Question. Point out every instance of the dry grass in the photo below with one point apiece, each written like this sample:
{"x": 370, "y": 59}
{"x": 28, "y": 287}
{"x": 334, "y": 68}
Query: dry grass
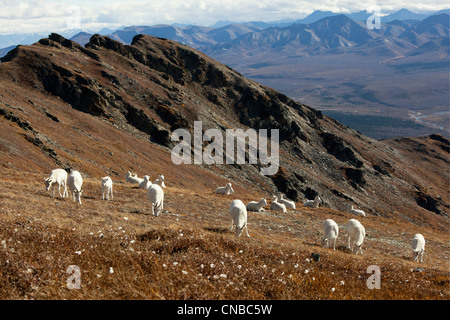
{"x": 189, "y": 253}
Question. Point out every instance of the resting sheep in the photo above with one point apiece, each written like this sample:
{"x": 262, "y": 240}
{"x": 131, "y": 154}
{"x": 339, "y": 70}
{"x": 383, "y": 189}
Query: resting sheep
{"x": 257, "y": 205}
{"x": 57, "y": 177}
{"x": 156, "y": 195}
{"x": 107, "y": 188}
{"x": 418, "y": 247}
{"x": 288, "y": 203}
{"x": 356, "y": 212}
{"x": 160, "y": 181}
{"x": 225, "y": 190}
{"x": 75, "y": 182}
{"x": 330, "y": 233}
{"x": 313, "y": 203}
{"x": 276, "y": 206}
{"x": 356, "y": 234}
{"x": 238, "y": 213}
{"x": 146, "y": 183}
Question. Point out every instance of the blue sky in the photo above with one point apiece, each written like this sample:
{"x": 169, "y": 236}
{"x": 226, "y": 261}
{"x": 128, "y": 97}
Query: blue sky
{"x": 92, "y": 15}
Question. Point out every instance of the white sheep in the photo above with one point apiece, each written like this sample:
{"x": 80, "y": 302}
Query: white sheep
{"x": 355, "y": 234}
{"x": 160, "y": 181}
{"x": 257, "y": 205}
{"x": 156, "y": 195}
{"x": 356, "y": 212}
{"x": 107, "y": 188}
{"x": 288, "y": 203}
{"x": 75, "y": 182}
{"x": 57, "y": 177}
{"x": 146, "y": 183}
{"x": 418, "y": 247}
{"x": 276, "y": 206}
{"x": 238, "y": 213}
{"x": 225, "y": 190}
{"x": 330, "y": 233}
{"x": 313, "y": 203}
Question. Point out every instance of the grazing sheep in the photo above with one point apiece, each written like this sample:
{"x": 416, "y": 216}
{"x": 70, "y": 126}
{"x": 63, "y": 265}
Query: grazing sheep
{"x": 146, "y": 183}
{"x": 57, "y": 177}
{"x": 418, "y": 247}
{"x": 356, "y": 234}
{"x": 156, "y": 195}
{"x": 313, "y": 203}
{"x": 257, "y": 205}
{"x": 107, "y": 188}
{"x": 276, "y": 206}
{"x": 160, "y": 181}
{"x": 238, "y": 213}
{"x": 225, "y": 190}
{"x": 356, "y": 212}
{"x": 75, "y": 181}
{"x": 288, "y": 203}
{"x": 330, "y": 233}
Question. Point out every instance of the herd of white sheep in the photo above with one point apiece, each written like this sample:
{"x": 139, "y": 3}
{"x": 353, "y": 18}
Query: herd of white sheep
{"x": 237, "y": 210}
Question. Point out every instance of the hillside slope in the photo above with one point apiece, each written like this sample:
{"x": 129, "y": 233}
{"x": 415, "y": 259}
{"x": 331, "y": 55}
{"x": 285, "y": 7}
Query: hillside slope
{"x": 107, "y": 108}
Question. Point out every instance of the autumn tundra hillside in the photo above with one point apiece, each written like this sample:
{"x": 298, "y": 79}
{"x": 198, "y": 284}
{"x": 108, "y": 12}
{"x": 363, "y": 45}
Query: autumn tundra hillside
{"x": 108, "y": 108}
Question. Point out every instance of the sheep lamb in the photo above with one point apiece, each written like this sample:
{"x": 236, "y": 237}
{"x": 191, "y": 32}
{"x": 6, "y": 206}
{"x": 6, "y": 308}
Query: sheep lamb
{"x": 57, "y": 177}
{"x": 418, "y": 247}
{"x": 146, "y": 183}
{"x": 107, "y": 188}
{"x": 238, "y": 213}
{"x": 356, "y": 234}
{"x": 330, "y": 233}
{"x": 75, "y": 182}
{"x": 257, "y": 205}
{"x": 160, "y": 181}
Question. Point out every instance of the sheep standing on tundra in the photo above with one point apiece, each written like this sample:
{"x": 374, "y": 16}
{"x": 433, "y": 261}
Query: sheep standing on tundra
{"x": 356, "y": 212}
{"x": 288, "y": 203}
{"x": 57, "y": 177}
{"x": 107, "y": 188}
{"x": 313, "y": 203}
{"x": 146, "y": 183}
{"x": 156, "y": 195}
{"x": 75, "y": 182}
{"x": 330, "y": 233}
{"x": 276, "y": 206}
{"x": 238, "y": 213}
{"x": 257, "y": 205}
{"x": 225, "y": 190}
{"x": 356, "y": 234}
{"x": 160, "y": 181}
{"x": 418, "y": 247}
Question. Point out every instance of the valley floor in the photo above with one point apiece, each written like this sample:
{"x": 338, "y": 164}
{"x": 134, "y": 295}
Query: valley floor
{"x": 123, "y": 252}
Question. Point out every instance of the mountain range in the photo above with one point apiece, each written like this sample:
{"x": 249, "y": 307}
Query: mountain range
{"x": 371, "y": 80}
{"x": 337, "y": 64}
{"x": 109, "y": 107}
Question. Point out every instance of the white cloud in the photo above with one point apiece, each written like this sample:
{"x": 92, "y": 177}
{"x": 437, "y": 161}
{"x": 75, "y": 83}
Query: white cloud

--------------------

Could you format all the lines above as a JSON list of strings, one string per line, with blank lines dropped and the pictures left out?

[
  "Question. Point out every instance of the dry grass in the photo below with one point apiece, each written like this sample:",
  "{\"x\": 370, \"y\": 59}",
  "{\"x\": 28, \"y\": 287}",
  "{\"x\": 334, \"y\": 68}",
  "Query: dry grass",
  "{\"x\": 189, \"y\": 253}",
  "Question. Point out every instance of the resting sheep in the photo above with one point apiece, each written like this sample:",
  "{\"x\": 262, \"y\": 240}",
  "{\"x\": 131, \"y\": 154}",
  "{\"x\": 339, \"y\": 70}",
  "{\"x\": 383, \"y\": 189}",
  "Query: resting sheep",
  "{\"x\": 257, \"y\": 205}",
  "{\"x\": 57, \"y\": 177}",
  "{\"x\": 156, \"y\": 195}",
  "{\"x\": 107, \"y\": 188}",
  "{\"x\": 418, \"y\": 247}",
  "{\"x\": 288, \"y\": 203}",
  "{\"x\": 356, \"y\": 212}",
  "{\"x\": 160, \"y\": 181}",
  "{\"x\": 225, \"y\": 190}",
  "{\"x\": 75, \"y\": 182}",
  "{\"x\": 330, \"y\": 233}",
  "{\"x\": 313, \"y\": 203}",
  "{\"x\": 276, \"y\": 206}",
  "{\"x\": 356, \"y\": 234}",
  "{\"x\": 238, \"y\": 213}",
  "{\"x\": 146, \"y\": 183}",
  "Question. Point out every instance of the blue sky in the photo above with one point apiece, each written like this sample:",
  "{\"x\": 169, \"y\": 236}",
  "{\"x\": 226, \"y\": 261}",
  "{\"x\": 128, \"y\": 97}",
  "Query: blue sky",
  "{\"x\": 92, \"y\": 15}",
  "Question. Point out every instance of the white sheep in the photo above with one point apiece, each written like this sample:",
  "{\"x\": 80, \"y\": 302}",
  "Query: white sheep",
  "{\"x\": 355, \"y\": 234}",
  "{\"x\": 160, \"y\": 181}",
  "{\"x\": 257, \"y\": 205}",
  "{\"x\": 156, \"y\": 195}",
  "{\"x\": 356, \"y\": 212}",
  "{\"x\": 107, \"y\": 188}",
  "{\"x\": 288, \"y\": 203}",
  "{\"x\": 75, \"y\": 182}",
  "{\"x\": 57, \"y\": 177}",
  "{\"x\": 146, \"y\": 183}",
  "{\"x\": 418, \"y\": 247}",
  "{\"x\": 276, \"y\": 206}",
  "{\"x\": 238, \"y\": 213}",
  "{\"x\": 225, \"y\": 190}",
  "{\"x\": 330, \"y\": 233}",
  "{\"x\": 313, \"y\": 203}",
  "Question. Point out every instance of the grazing sheep in the photo above with one point apiece, each written like this sample:",
  "{\"x\": 416, \"y\": 216}",
  "{\"x\": 70, \"y\": 126}",
  "{\"x\": 63, \"y\": 265}",
  "Query: grazing sheep",
  "{\"x\": 146, \"y\": 183}",
  "{\"x\": 57, \"y\": 177}",
  "{\"x\": 418, \"y\": 247}",
  "{\"x\": 356, \"y\": 234}",
  "{\"x\": 156, \"y\": 195}",
  "{\"x\": 313, \"y\": 203}",
  "{\"x\": 257, \"y\": 205}",
  "{\"x\": 107, \"y\": 188}",
  "{\"x\": 276, \"y\": 206}",
  "{\"x\": 160, \"y\": 181}",
  "{\"x\": 238, \"y\": 213}",
  "{\"x\": 225, \"y\": 190}",
  "{\"x\": 356, \"y\": 212}",
  "{\"x\": 75, \"y\": 181}",
  "{\"x\": 288, \"y\": 203}",
  "{\"x\": 330, \"y\": 233}",
  "Question. Point out every instance of the herd of white sheep in the photo above with one point apiece, each written like this sample:",
  "{\"x\": 139, \"y\": 3}",
  "{\"x\": 353, \"y\": 18}",
  "Query: herd of white sheep",
  "{\"x\": 237, \"y\": 210}",
  "Question. Point out every instance of the hillside slope in the photo above with one point apiece, each written like this sample:",
  "{\"x\": 129, \"y\": 233}",
  "{\"x\": 415, \"y\": 259}",
  "{\"x\": 331, \"y\": 55}",
  "{\"x\": 285, \"y\": 7}",
  "Query: hillside slope",
  "{\"x\": 107, \"y\": 108}",
  "Question. Point out every instance of the autumn tundra hillside in the photo above with one point apiece, each written like this sample:",
  "{\"x\": 298, \"y\": 79}",
  "{\"x\": 198, \"y\": 284}",
  "{\"x\": 108, \"y\": 12}",
  "{\"x\": 363, \"y\": 45}",
  "Query: autumn tundra hillside",
  "{\"x\": 108, \"y\": 108}",
  "Question. Point out every instance of the sheep lamb in the photo above with one point apiece, each written like this sample:",
  "{\"x\": 236, \"y\": 237}",
  "{\"x\": 191, \"y\": 32}",
  "{\"x\": 6, \"y\": 206}",
  "{\"x\": 6, \"y\": 308}",
  "Query: sheep lamb",
  "{\"x\": 57, \"y\": 177}",
  "{\"x\": 418, \"y\": 247}",
  "{\"x\": 146, \"y\": 183}",
  "{\"x\": 107, \"y\": 188}",
  "{\"x\": 238, \"y\": 213}",
  "{\"x\": 356, \"y\": 234}",
  "{\"x\": 330, \"y\": 233}",
  "{\"x\": 75, \"y\": 182}",
  "{\"x\": 257, \"y\": 205}",
  "{\"x\": 160, \"y\": 181}",
  "Question. Point out every instance of the sheep standing on tundra in the photo above with one point apiece, each written like this sample:",
  "{\"x\": 374, \"y\": 16}",
  "{\"x\": 433, \"y\": 261}",
  "Query: sheep standing on tundra",
  "{\"x\": 356, \"y\": 212}",
  "{\"x\": 288, \"y\": 203}",
  "{\"x\": 57, \"y\": 177}",
  "{\"x\": 107, \"y\": 188}",
  "{\"x\": 313, \"y\": 203}",
  "{\"x\": 146, \"y\": 183}",
  "{\"x\": 156, \"y\": 195}",
  "{\"x\": 75, \"y\": 182}",
  "{\"x\": 330, \"y\": 233}",
  "{\"x\": 276, \"y\": 206}",
  "{\"x\": 238, \"y\": 213}",
  "{\"x\": 257, \"y\": 205}",
  "{\"x\": 225, \"y\": 190}",
  "{\"x\": 356, \"y\": 234}",
  "{\"x\": 160, \"y\": 181}",
  "{\"x\": 418, \"y\": 247}",
  "Question. Point out every instance of the valley floor in the photo above with one point apiece, each written like this sample:",
  "{\"x\": 338, \"y\": 164}",
  "{\"x\": 134, \"y\": 295}",
  "Query: valley floor",
  "{\"x\": 123, \"y\": 252}",
  "Question. Point out every instance of the mountain range in the photo above with one point apiece, each written like this sample:",
  "{\"x\": 249, \"y\": 307}",
  "Query: mountain range",
  "{\"x\": 371, \"y\": 80}",
  "{\"x\": 337, \"y\": 64}",
  "{\"x\": 109, \"y\": 107}",
  "Question. Point out every instance of the white cloud in the photo above with one point apiece, each written like this sample:",
  "{\"x\": 92, \"y\": 177}",
  "{\"x\": 437, \"y\": 161}",
  "{\"x\": 75, \"y\": 83}",
  "Query: white cloud"
]